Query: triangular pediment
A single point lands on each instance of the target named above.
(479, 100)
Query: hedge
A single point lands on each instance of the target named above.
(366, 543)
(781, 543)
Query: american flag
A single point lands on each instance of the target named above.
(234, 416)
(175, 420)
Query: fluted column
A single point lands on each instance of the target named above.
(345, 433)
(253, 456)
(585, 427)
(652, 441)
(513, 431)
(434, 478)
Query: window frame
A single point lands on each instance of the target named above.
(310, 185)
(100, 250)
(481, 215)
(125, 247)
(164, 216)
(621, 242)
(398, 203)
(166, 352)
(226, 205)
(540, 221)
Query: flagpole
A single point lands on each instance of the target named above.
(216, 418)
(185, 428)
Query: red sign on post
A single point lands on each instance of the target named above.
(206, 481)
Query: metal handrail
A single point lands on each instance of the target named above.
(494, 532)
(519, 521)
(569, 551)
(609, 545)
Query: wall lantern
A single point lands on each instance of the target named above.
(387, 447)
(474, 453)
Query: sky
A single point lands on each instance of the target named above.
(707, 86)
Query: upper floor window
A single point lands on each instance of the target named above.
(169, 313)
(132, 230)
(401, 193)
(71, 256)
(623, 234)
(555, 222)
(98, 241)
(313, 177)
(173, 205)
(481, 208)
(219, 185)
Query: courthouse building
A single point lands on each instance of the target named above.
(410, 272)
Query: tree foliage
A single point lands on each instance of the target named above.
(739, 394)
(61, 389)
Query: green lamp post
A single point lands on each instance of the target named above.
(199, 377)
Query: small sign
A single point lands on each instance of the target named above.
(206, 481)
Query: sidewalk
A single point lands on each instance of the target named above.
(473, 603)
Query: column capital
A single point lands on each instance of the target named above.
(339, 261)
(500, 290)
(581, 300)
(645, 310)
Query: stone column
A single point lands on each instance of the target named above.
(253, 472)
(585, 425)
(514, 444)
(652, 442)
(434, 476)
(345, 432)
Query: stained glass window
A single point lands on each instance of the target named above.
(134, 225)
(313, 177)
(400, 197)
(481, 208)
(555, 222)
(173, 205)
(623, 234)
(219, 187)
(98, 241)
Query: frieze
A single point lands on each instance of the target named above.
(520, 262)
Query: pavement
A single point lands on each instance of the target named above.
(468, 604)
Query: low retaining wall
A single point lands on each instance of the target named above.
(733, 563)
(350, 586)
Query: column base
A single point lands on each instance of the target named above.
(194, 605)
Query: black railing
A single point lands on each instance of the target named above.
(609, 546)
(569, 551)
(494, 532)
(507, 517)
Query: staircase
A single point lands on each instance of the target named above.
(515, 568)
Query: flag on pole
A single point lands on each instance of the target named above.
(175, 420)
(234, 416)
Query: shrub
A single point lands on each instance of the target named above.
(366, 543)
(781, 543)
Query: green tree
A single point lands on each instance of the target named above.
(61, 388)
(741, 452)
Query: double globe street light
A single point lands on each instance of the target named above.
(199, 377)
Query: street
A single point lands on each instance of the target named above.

+ + +

The full set of records above must be reproduced exactly in the reply.

§ Solution for this task:
Query: triangular pediment
A single point lands on each instance of the target named above.
(479, 100)
Query: hedge
A single point lands on each instance of the target named above.
(366, 543)
(781, 543)
Query: american flag
A single point lands on each instance of the target named above.
(234, 416)
(175, 420)
Query: fluted column
A single point lands on each instance of the target named above.
(345, 433)
(253, 456)
(585, 427)
(652, 441)
(513, 431)
(434, 478)
Query: window frame
A single point lands on each instance of the target named above.
(310, 185)
(100, 250)
(481, 215)
(125, 247)
(164, 216)
(621, 242)
(398, 203)
(166, 352)
(226, 205)
(540, 221)
Query: flagpole
A single point lands on each instance of the target named above.
(216, 418)
(185, 428)
Query: red sign on post
A single point lands on each instance of the target named above.
(206, 481)
Query: metal handrail
A single point lands on each instance of the target named above.
(494, 532)
(519, 521)
(569, 551)
(609, 545)
Query: wall lantern
A single point lands on each instance of the target named above.
(387, 447)
(474, 453)
Query: sky
A single point lands on each instance of the target named above.
(707, 86)
Query: upper floor window
A single point lands on each instance of the target named above.
(169, 313)
(132, 230)
(401, 193)
(71, 256)
(623, 234)
(555, 222)
(98, 241)
(313, 177)
(173, 205)
(481, 208)
(219, 185)
Query: courthouse building
A single point lands on each instance of the target named above.
(410, 272)
Query: tree foliage
A single point lands on each instance of the target named above.
(739, 394)
(61, 389)
Query: green lamp post
A single point lands on each instance of the target named above.
(199, 377)
Query: small sign
A single point lands on each instance of the target named above.
(206, 481)
Query: sidewalk
A single point lands on each instance of the target named above.
(473, 603)
Query: column capital
A single point lands on each instance of the target named above.
(339, 261)
(500, 290)
(581, 300)
(645, 310)
Query: stone column
A single point lands on each instance of the target named above.
(253, 472)
(585, 425)
(514, 444)
(652, 442)
(434, 476)
(345, 432)
Query: stained glass window
A single point lands on each instance of the target named above.
(134, 225)
(313, 177)
(400, 197)
(481, 208)
(555, 222)
(173, 205)
(623, 234)
(219, 187)
(98, 241)
Query: frieze
A single point lands on each instance of the target named above.
(520, 262)
Query: pavement
A single point lands on each instance of the target named above.
(468, 604)
Query: low retaining wall
A single point lands on each instance of the target named above.
(733, 563)
(350, 586)
Query: column base
A single point lands on each instance of the target named above.
(194, 605)
Query: black railing
A single point lands on each instance of the target named above.
(609, 546)
(569, 551)
(494, 532)
(507, 517)
Query: staircase
A single point lands on each instance of the target named above.
(515, 568)
Query: flag on pole
A single point lands on each instance of the target named above.
(175, 420)
(234, 416)
Query: shrub
A single point lands on each instance of the target named above.
(366, 543)
(781, 543)
Query: green tree
A single point lands on each instance of the target named above.
(61, 388)
(741, 452)
Query: double globe street light
A single point lands on each instance of the target named above.
(199, 377)
Query: street
A single point lands on each instance of the target named above.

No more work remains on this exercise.